Description of the task
Copy out the lines from the line with "12L893 32L1023 38L1022" up to and including the line with "positive clicks: (250, 555)", swapping "rough mask" for "coarse mask" and changing nothing else.

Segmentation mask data
──────

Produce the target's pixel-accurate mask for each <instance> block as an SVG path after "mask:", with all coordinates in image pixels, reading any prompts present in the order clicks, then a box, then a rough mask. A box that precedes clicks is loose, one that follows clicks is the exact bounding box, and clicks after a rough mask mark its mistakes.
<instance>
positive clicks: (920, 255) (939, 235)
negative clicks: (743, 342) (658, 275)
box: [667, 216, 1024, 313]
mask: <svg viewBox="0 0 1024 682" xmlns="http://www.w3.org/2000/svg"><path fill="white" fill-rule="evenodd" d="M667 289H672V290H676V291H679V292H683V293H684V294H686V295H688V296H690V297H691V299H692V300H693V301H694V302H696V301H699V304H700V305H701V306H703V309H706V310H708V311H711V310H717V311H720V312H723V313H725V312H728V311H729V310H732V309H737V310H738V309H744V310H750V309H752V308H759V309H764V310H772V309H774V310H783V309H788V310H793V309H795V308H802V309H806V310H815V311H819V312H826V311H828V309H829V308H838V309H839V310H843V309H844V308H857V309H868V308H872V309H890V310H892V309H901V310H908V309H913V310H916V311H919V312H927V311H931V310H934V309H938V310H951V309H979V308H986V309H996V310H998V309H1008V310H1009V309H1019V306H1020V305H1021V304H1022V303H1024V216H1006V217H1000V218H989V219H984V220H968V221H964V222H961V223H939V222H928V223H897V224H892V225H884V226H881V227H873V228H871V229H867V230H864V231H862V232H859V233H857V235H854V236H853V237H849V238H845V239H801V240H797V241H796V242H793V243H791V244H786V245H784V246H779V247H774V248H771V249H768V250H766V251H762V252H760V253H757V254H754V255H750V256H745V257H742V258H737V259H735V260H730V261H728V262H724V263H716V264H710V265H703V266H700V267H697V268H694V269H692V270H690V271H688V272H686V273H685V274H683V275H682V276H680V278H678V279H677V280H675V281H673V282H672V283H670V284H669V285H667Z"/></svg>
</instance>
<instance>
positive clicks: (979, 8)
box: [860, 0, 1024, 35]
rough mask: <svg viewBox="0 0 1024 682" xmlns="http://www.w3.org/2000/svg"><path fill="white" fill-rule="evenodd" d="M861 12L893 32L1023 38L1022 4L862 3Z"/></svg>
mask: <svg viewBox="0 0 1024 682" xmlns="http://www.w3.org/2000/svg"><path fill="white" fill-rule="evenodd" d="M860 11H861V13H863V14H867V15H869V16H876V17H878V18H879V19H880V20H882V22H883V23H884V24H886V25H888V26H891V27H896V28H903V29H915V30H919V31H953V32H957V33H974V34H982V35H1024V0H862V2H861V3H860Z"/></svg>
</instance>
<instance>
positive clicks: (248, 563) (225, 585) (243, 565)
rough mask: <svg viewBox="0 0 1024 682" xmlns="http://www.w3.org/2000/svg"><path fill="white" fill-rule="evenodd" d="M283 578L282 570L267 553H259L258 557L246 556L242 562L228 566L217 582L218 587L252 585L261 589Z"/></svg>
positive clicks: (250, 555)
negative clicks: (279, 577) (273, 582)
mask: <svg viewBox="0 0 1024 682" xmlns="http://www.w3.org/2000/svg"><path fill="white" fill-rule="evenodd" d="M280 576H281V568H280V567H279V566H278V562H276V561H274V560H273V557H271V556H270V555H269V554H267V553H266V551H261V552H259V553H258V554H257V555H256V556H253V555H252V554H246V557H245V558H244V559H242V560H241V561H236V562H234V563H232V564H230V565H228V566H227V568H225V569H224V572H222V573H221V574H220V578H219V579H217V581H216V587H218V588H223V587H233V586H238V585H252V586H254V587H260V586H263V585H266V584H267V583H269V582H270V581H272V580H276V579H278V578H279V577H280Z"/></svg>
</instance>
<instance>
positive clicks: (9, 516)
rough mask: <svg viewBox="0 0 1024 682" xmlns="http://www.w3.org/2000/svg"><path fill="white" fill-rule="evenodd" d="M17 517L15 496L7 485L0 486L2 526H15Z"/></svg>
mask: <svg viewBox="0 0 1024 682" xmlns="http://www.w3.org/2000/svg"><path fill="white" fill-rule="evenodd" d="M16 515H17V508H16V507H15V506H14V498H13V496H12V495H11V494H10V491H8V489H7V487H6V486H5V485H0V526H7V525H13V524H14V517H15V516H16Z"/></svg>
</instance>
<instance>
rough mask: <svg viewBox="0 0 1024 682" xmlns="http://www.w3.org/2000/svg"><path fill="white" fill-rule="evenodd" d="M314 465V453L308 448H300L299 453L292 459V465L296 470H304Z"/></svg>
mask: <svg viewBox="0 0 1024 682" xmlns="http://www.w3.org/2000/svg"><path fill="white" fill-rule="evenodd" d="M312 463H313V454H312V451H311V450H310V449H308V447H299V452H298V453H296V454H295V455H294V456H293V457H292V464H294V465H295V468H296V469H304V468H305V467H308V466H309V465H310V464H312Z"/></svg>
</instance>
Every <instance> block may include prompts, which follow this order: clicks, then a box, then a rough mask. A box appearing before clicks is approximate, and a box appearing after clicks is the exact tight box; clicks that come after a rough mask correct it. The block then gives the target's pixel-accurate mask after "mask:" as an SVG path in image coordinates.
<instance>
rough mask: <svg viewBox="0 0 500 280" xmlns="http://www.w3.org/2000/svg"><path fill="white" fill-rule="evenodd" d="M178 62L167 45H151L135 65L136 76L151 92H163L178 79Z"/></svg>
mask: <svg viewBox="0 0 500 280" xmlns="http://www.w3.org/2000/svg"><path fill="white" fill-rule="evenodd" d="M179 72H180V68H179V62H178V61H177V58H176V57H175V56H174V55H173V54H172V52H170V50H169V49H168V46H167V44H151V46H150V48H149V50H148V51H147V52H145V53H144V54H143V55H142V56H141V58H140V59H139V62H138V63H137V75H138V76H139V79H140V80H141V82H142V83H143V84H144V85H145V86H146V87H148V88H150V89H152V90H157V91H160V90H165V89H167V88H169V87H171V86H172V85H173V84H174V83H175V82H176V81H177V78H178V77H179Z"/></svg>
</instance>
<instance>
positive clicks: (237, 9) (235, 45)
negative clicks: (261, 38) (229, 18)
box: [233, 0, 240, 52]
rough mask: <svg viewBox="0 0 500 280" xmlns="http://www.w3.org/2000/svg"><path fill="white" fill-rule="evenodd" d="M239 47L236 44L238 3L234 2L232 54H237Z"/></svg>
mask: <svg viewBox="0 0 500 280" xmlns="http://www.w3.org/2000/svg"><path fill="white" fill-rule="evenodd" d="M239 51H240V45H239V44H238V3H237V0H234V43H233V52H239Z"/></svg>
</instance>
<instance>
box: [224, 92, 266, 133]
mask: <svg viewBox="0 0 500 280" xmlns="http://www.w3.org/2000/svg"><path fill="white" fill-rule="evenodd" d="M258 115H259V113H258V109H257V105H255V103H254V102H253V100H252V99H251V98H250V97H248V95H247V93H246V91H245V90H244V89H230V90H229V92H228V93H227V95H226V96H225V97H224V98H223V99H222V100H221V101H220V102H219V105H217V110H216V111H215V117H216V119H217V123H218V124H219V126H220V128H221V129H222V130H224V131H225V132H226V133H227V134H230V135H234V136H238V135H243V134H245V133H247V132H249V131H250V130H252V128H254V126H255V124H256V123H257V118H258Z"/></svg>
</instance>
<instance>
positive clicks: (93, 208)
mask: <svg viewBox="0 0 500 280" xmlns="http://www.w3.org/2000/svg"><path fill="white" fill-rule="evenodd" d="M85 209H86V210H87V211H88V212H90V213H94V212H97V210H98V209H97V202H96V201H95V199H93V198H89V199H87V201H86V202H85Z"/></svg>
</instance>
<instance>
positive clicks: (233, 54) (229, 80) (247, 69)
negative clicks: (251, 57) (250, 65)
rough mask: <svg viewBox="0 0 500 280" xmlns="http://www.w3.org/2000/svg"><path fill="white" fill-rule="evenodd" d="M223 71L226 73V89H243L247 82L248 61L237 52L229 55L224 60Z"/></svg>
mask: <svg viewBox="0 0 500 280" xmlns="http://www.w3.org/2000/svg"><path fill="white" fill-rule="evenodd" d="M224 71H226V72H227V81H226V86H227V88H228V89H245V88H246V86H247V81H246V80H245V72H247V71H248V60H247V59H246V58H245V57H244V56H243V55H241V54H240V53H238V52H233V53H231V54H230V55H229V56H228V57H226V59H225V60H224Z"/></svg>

──────

Response area
coarse mask: <svg viewBox="0 0 1024 682" xmlns="http://www.w3.org/2000/svg"><path fill="white" fill-rule="evenodd" d="M861 12L893 32L1023 38L1022 4L862 3Z"/></svg>
mask: <svg viewBox="0 0 1024 682" xmlns="http://www.w3.org/2000/svg"><path fill="white" fill-rule="evenodd" d="M860 11H861V13H863V14H867V15H869V16H876V17H878V18H879V19H880V20H882V22H883V23H884V24H886V25H888V26H891V27H896V28H903V29H915V30H919V31H953V32H957V33H974V34H982V35H1024V0H862V2H861V3H860Z"/></svg>
</instance>
<instance>
positive clicks: (248, 563) (225, 585) (243, 565)
coarse mask: <svg viewBox="0 0 1024 682" xmlns="http://www.w3.org/2000/svg"><path fill="white" fill-rule="evenodd" d="M283 578L282 570L267 553H259L258 557L246 556L242 562L228 566L217 582L218 587L252 585L261 589Z"/></svg>
positive clicks: (250, 555)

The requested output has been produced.